→ **Entries supplied**
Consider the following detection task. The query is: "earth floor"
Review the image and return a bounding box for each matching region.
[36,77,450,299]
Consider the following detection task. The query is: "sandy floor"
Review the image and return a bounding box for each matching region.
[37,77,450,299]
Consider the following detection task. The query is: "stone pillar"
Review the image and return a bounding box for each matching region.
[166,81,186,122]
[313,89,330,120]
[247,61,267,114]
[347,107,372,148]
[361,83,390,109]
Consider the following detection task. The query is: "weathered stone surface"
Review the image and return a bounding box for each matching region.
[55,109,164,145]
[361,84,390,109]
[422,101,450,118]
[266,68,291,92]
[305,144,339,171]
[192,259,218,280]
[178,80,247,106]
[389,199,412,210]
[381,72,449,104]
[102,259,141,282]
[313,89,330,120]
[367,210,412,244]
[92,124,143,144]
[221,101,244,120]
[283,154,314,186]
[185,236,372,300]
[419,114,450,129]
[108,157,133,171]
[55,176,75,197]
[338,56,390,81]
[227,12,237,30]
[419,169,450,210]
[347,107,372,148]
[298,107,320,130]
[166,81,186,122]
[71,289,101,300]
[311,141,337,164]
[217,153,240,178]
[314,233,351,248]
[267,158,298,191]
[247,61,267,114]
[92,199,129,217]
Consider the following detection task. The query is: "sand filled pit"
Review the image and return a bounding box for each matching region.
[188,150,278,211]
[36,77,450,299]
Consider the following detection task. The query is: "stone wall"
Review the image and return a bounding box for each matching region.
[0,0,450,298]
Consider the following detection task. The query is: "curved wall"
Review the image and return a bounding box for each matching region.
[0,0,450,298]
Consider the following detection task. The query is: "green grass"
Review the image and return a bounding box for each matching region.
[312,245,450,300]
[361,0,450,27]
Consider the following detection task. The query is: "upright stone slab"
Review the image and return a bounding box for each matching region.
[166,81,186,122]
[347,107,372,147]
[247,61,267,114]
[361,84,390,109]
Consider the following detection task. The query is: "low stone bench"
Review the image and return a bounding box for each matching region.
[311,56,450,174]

→ **Written task**
Rewrite all of the data above, changing every "matching region" to "matching area" and leaving everything else the same.

→ **Solution to this exercise**
Consider the following detection task. The query is: "earth floor"
Review the image and return a bounding box for each matching area.
[36,77,450,299]
Consider the following detection task. The query is: "sandy floor"
Review the image and return a bounding box for each matching area.
[37,77,450,299]
Consider the following detection task. The query is: "stone pillar"
Review the image and return a bounding box for each matching area.
[166,81,186,122]
[313,89,330,120]
[247,61,267,114]
[347,107,372,148]
[361,83,390,109]
Consider the following detection task. The query is: "weathered stone surface"
Review the image and return a bounding box for each matching area.
[55,109,164,145]
[361,84,390,109]
[422,101,450,118]
[266,68,291,92]
[305,144,339,171]
[192,259,218,280]
[178,80,247,106]
[389,199,412,210]
[381,72,449,104]
[102,259,141,282]
[313,89,330,120]
[367,210,412,244]
[92,124,143,144]
[221,101,244,120]
[283,154,314,186]
[185,236,372,300]
[419,114,450,129]
[108,157,133,171]
[55,176,75,197]
[338,56,390,81]
[227,12,237,30]
[419,169,450,210]
[347,107,372,148]
[298,107,320,130]
[166,81,186,122]
[71,289,101,300]
[311,141,337,164]
[217,153,240,178]
[314,233,351,248]
[267,158,298,191]
[247,61,267,114]
[92,199,129,217]
Consider the following detection task. The query is: "sand filled pit"
Review the image and return a bounding box for each matching area.
[188,150,278,211]
[36,77,450,299]
Consider the following detection task. The query is: "stone wall"
Review the image and return a bounding box for each matching area.
[0,0,450,298]
Consider the following detection task. The query is: "curved wall"
Review the image and return a bounding box for each matching area.
[0,0,450,298]
Consider the following detection task. The query is: "green grass"
Review the image and return a bounding box for each matching area.
[312,245,450,300]
[361,0,450,27]
Consider the following detection task. The query is: "upright stone slab"
Review the image and return a bounding box for each matching area.
[166,81,186,122]
[347,107,372,147]
[247,61,267,114]
[361,84,390,109]
Consider the following detection task. The query is: "low stone bench"
Review the image and return a bounding box for each matching area.
[311,56,450,174]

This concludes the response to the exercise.